═════ Цитируемый отрывок ═════

Все это, конечно, блага, но такие, которые сказываются последствиями высшего блага, а не его составными частями. Кто объединяет удовольствие и добродетель в союз, – и притом даже не равноправный, – тот вследствие непорочности одного блага парализует всю присущую другому благу силу и подавляет свободу, которая остается непреклонной лишь в том случае, если она составляет самое драгоценное сокровище. У него возникает потребность (а это и есть величайшее рабство) в милости судьбы. И вот начинается тревожная, подозрительная, суетливая, опасающаяся всяких случайностей жизнь, беспомощно бьющаяся в потоке явлений. Ты не обеспечиваешь добродетели прочного, незыблемого базиса, а основываешь ее на шаткой почве.

═════

> [Задания к упражнению]
a) Ответьте на вопросы по отрывку о добродетели и удовольствии.
(i) Чем названные в начале блага являются по отношению к высшему благу?
(ii) Что в отрывке названо величайшим рабством?
(iii) На чем, по последней фразе, основывают добродетель вместо прочного, незыблемого базиса?
b) Выпишите из отрывка о добродетели и удовольствии все определения, которые стоят перед словом «жизнь».
c) Объясните по отрывку о добродетели и удовольствии, почему у того, кто объединяет удовольствие и добродетель, начинается тревожная жизнь.

═════ Фрагменты записей ═════

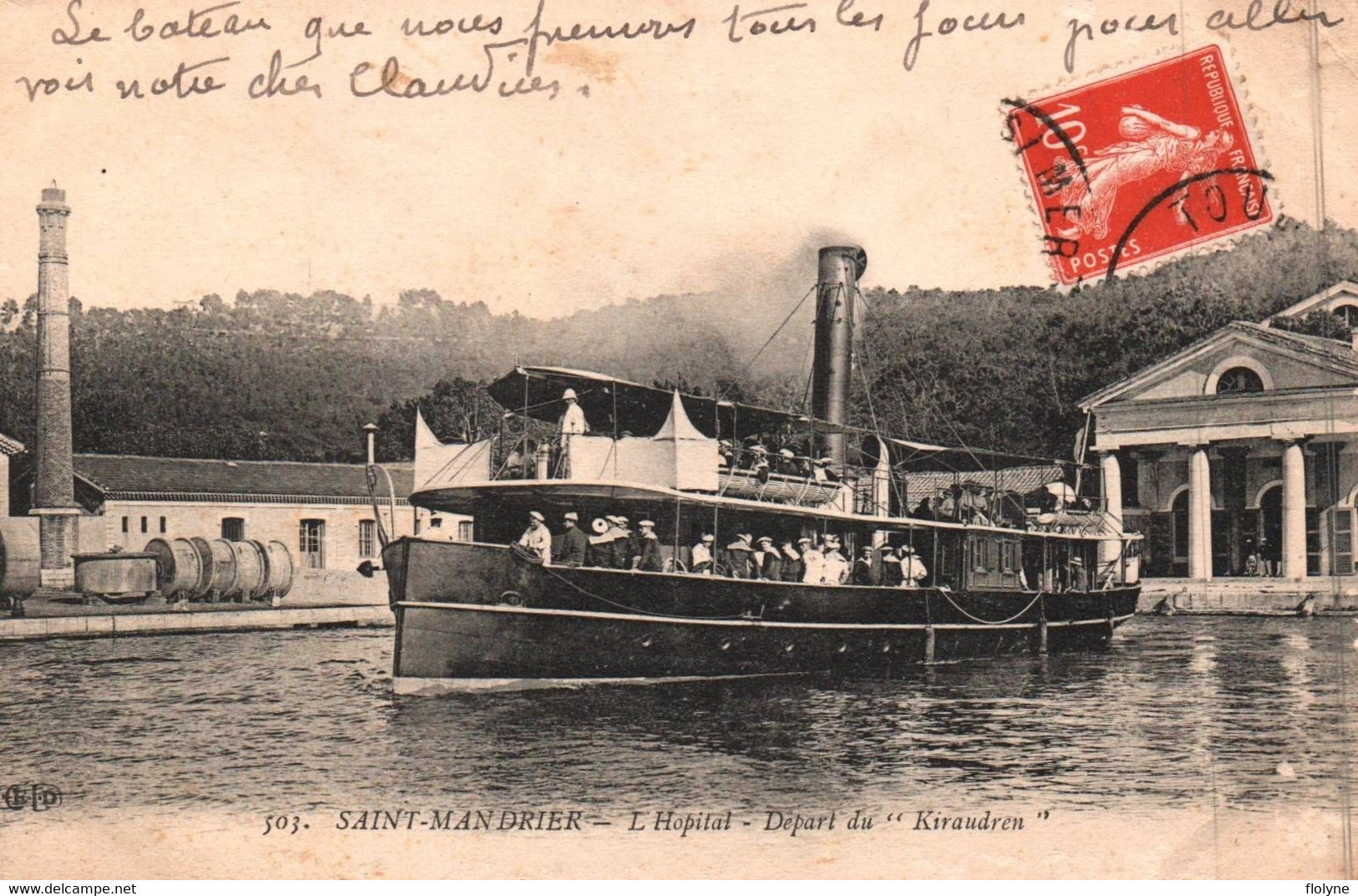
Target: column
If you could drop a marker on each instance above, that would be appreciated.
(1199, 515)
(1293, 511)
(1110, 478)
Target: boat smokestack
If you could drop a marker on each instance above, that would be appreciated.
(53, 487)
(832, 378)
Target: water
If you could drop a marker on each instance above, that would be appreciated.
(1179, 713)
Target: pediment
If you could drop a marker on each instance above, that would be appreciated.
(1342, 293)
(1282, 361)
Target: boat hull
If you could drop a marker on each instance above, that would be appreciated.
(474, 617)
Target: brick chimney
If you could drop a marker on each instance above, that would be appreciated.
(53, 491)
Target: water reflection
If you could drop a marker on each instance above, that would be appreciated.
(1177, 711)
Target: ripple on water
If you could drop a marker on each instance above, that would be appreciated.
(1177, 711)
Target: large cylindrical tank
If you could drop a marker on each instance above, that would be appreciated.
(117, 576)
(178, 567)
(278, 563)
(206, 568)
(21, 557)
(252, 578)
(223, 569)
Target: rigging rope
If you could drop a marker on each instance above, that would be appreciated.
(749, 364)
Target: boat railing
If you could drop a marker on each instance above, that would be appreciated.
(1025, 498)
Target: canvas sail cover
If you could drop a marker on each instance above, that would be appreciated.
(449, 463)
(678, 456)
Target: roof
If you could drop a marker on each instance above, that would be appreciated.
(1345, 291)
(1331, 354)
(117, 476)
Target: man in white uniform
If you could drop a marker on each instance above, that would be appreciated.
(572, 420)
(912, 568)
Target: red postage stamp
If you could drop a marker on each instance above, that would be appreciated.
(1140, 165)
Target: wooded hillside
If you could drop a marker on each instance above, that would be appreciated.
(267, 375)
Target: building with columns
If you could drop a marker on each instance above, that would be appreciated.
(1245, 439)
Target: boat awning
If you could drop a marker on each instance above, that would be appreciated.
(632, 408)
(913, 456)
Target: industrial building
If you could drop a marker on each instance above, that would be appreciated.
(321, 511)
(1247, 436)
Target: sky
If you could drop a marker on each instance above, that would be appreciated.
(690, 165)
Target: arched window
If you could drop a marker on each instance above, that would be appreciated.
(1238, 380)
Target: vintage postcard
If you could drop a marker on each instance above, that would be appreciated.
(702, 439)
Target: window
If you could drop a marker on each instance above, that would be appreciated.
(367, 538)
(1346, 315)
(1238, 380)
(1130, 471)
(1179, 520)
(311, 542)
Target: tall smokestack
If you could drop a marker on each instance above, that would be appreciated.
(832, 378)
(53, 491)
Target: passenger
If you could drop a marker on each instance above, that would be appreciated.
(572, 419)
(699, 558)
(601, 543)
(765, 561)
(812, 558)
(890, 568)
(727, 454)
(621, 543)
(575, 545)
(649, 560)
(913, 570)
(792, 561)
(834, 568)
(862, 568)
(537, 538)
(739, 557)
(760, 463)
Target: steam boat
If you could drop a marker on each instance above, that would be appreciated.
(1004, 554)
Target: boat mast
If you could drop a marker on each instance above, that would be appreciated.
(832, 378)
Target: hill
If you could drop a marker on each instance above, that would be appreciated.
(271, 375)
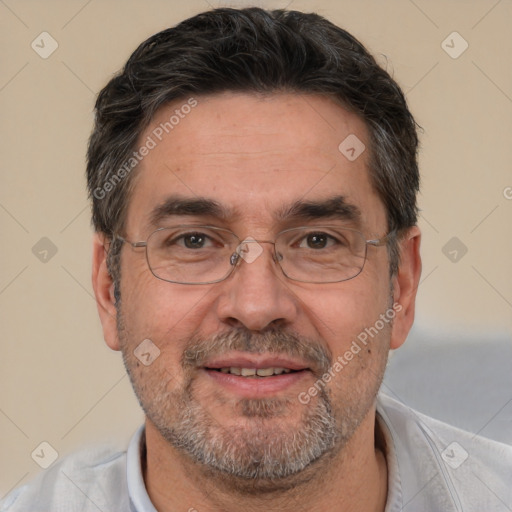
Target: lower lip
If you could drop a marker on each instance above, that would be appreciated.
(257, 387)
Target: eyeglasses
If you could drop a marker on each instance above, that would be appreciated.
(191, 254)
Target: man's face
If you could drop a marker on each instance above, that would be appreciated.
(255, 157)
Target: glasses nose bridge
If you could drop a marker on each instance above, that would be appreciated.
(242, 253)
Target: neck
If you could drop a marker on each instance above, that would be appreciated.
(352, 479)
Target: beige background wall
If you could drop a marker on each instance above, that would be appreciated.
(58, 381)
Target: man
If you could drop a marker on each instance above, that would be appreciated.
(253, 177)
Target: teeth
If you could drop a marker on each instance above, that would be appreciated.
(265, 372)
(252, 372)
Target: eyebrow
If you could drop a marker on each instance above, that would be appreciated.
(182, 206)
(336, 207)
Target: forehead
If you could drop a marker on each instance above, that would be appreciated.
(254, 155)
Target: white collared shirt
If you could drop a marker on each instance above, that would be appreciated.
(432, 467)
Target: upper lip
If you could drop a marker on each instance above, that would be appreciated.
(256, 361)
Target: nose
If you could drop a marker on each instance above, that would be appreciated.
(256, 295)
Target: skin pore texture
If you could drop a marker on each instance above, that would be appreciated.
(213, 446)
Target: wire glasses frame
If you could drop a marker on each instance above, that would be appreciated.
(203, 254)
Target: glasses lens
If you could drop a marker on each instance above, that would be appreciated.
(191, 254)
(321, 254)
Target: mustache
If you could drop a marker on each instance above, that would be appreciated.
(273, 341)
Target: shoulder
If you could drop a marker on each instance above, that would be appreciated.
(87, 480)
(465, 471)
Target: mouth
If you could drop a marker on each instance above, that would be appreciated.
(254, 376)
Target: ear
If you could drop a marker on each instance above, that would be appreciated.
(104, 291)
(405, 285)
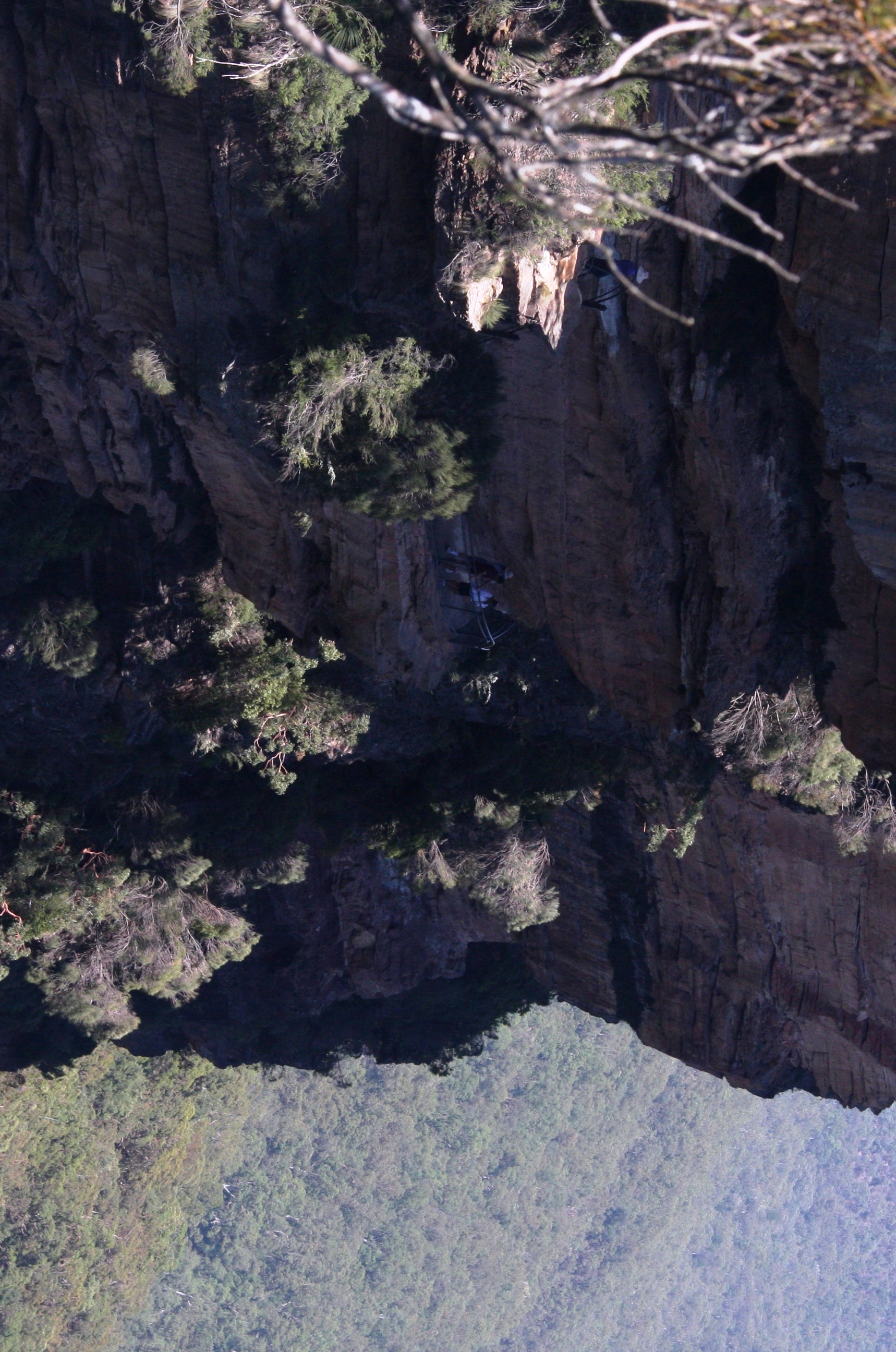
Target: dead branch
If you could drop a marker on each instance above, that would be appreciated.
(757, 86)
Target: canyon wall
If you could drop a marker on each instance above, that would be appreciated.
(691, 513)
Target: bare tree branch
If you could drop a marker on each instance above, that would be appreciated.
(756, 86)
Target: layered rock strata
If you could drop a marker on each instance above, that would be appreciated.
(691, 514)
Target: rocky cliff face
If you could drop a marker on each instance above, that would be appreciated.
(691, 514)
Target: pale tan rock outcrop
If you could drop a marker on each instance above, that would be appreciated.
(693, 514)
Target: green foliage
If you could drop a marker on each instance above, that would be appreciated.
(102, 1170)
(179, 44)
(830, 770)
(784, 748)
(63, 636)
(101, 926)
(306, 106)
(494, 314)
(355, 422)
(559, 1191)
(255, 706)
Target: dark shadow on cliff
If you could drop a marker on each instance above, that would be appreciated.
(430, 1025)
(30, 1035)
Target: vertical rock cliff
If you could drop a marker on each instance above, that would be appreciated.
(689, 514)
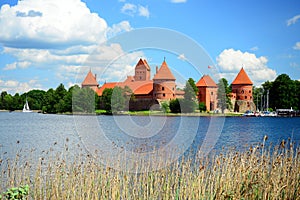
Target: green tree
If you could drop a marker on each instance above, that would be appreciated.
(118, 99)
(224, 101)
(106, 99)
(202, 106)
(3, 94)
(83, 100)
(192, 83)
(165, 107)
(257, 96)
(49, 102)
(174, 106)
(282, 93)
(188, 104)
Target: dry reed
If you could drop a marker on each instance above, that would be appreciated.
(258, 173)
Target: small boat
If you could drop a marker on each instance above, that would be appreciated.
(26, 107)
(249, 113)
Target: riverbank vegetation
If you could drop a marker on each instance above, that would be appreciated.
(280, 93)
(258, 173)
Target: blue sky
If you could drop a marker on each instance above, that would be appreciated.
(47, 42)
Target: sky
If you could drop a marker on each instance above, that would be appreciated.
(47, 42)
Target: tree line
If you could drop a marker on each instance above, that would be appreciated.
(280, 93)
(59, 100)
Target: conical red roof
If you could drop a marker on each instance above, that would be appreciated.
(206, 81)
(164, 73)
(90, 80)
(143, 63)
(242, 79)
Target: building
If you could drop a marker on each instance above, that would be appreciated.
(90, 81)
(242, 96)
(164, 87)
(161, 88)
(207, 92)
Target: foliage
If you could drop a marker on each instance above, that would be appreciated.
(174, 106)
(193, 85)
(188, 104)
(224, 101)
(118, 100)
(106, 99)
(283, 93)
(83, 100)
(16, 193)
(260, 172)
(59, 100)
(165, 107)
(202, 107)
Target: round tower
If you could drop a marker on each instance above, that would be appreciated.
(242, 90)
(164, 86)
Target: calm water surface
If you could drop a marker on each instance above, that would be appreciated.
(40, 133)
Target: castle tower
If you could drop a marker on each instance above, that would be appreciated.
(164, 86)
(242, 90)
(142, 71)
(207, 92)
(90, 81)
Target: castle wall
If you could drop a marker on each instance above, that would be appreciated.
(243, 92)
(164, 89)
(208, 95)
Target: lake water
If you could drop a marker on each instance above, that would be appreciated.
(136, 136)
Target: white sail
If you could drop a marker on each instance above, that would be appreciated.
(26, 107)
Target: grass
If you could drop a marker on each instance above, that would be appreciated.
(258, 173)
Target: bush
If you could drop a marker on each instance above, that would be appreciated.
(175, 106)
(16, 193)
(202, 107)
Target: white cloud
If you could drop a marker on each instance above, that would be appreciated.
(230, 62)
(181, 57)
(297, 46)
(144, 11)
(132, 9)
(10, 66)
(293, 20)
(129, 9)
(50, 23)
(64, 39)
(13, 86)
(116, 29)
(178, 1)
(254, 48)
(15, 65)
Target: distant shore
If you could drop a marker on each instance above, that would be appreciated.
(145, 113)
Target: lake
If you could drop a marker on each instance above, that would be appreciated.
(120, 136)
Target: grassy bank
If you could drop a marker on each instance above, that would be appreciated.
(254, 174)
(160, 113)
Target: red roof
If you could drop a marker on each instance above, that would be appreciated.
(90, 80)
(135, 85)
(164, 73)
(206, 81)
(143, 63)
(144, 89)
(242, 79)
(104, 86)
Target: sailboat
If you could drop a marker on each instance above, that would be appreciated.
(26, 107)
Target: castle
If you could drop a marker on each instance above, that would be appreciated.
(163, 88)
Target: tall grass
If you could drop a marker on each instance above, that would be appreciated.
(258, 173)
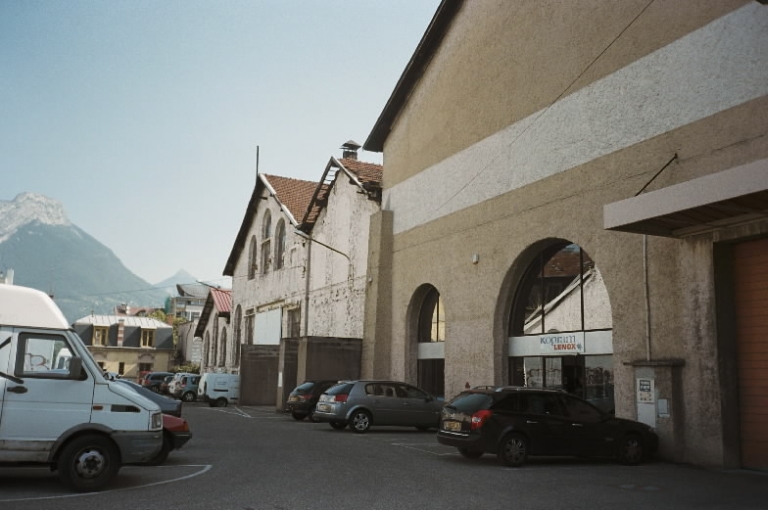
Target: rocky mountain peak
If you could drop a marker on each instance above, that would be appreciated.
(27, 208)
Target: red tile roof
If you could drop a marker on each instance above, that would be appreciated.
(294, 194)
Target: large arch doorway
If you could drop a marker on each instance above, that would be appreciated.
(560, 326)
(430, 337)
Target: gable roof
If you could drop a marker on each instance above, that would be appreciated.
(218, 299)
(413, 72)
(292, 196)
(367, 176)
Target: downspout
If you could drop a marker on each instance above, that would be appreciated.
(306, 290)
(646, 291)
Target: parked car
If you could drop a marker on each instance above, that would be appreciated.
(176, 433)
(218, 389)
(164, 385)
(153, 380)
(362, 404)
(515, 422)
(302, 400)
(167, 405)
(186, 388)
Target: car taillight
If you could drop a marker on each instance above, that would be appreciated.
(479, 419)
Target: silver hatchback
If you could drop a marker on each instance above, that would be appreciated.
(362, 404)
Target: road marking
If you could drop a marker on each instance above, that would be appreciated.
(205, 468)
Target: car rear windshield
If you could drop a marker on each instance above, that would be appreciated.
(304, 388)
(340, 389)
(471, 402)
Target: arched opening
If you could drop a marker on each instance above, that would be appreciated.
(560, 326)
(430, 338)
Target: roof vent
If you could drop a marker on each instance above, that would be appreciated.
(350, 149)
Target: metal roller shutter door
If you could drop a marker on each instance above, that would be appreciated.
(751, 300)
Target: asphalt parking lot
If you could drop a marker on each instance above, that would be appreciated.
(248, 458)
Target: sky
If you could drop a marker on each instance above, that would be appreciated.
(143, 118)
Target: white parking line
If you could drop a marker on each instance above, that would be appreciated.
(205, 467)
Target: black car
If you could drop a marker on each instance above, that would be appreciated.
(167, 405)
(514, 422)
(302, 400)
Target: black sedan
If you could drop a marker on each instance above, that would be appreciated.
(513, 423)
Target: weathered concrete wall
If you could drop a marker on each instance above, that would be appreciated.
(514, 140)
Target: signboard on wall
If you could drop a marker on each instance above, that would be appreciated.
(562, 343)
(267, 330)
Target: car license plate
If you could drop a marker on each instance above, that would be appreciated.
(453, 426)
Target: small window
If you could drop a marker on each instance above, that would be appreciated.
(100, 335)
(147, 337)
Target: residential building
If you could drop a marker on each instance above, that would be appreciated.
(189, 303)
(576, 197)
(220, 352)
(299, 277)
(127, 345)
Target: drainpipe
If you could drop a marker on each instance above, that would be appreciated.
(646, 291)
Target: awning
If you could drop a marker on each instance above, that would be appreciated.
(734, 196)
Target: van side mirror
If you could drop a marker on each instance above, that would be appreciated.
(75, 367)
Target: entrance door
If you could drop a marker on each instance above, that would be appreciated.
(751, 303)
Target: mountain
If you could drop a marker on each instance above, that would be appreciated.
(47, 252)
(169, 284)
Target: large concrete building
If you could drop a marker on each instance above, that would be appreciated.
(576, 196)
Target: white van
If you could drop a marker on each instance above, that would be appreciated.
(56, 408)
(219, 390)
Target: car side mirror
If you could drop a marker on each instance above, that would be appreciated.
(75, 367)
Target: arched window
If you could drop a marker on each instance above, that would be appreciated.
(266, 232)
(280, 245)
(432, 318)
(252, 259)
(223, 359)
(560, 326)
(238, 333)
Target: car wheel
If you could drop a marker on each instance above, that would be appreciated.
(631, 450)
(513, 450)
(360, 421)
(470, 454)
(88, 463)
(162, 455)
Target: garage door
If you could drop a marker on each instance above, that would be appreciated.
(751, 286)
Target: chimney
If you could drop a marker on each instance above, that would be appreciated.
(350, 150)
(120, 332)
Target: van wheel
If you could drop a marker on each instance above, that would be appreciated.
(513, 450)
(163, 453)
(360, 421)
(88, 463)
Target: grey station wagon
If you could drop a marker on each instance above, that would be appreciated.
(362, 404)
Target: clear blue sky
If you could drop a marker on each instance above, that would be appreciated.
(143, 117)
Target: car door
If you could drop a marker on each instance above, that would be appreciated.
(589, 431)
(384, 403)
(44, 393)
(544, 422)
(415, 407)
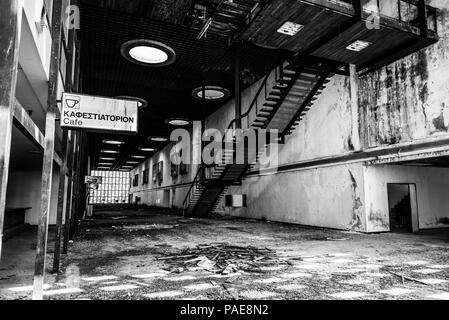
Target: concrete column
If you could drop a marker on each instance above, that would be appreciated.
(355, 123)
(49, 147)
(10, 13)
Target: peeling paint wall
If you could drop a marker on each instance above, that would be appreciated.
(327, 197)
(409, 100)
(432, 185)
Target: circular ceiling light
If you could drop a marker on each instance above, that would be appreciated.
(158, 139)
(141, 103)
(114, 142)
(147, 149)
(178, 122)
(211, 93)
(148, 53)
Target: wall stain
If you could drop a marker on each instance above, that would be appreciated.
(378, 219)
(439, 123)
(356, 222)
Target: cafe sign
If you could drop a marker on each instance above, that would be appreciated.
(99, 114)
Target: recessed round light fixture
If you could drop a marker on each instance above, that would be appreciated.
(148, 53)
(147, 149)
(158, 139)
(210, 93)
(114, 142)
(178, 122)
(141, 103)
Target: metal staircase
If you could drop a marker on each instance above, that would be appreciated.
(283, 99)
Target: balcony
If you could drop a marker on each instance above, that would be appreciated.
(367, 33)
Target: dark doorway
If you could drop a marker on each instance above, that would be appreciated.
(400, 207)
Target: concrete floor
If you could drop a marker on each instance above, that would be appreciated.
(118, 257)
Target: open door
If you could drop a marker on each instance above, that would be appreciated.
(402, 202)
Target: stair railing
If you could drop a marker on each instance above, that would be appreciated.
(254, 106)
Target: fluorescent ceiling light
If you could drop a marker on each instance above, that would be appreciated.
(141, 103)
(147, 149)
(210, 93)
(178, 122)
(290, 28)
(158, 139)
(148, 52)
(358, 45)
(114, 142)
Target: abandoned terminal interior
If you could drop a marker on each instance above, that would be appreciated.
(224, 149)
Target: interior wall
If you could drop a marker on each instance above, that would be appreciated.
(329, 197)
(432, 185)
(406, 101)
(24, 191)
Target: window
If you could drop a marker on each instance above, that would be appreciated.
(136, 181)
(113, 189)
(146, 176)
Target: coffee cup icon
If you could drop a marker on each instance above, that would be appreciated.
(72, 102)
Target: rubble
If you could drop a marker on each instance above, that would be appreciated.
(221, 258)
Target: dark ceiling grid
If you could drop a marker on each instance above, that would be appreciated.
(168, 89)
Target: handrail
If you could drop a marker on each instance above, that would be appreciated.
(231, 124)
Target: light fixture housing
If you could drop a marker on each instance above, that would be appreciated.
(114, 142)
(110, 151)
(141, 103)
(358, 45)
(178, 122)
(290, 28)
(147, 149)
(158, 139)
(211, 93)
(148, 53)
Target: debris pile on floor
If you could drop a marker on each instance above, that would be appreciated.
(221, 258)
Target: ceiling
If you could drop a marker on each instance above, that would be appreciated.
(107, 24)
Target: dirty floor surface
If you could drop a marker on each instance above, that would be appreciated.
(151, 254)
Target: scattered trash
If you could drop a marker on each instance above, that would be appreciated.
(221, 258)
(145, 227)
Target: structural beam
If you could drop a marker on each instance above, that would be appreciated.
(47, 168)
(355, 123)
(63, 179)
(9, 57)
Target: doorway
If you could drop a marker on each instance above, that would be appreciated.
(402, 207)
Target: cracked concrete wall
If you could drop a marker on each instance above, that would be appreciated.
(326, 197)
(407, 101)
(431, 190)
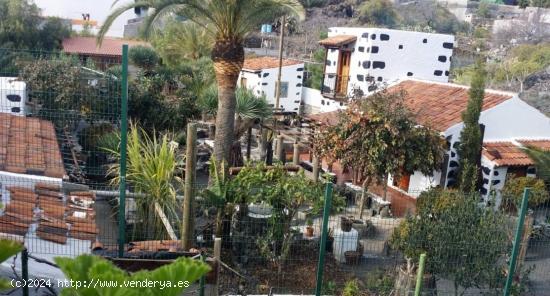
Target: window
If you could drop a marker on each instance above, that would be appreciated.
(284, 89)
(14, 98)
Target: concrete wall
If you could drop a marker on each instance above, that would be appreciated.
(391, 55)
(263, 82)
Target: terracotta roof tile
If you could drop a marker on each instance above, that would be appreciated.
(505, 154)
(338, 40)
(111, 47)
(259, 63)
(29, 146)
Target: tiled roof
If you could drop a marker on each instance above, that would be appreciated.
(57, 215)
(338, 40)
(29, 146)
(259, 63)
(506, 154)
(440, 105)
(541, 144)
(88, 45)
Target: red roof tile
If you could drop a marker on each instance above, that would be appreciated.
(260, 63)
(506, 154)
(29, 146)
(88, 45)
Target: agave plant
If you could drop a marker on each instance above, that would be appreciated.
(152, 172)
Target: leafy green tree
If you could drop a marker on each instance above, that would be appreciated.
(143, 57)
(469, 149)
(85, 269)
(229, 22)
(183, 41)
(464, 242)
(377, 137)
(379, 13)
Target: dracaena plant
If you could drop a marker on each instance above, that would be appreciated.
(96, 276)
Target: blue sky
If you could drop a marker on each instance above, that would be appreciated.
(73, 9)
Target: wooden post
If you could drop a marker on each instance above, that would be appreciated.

═════

> [Ответы к заданиям]
a)
(i) Они являются последствиями высшего блага, а не его составными частями.
(ii) Величайшим рабством названа потребность в милости судьбы.
(iii) Добродетель основывают на шаткой почве.

b) Тревожная, подозрительная, суетливая, опасающаяся всяких случайностей.

c) У такого человека возникает потребность в милости судьбы, которую отрывок называет величайшим рабством. Из-за этой зависимости от судьбы и начинается тревожная, подозрительная жизнь, беспомощно бьющаяся в потоке явлений.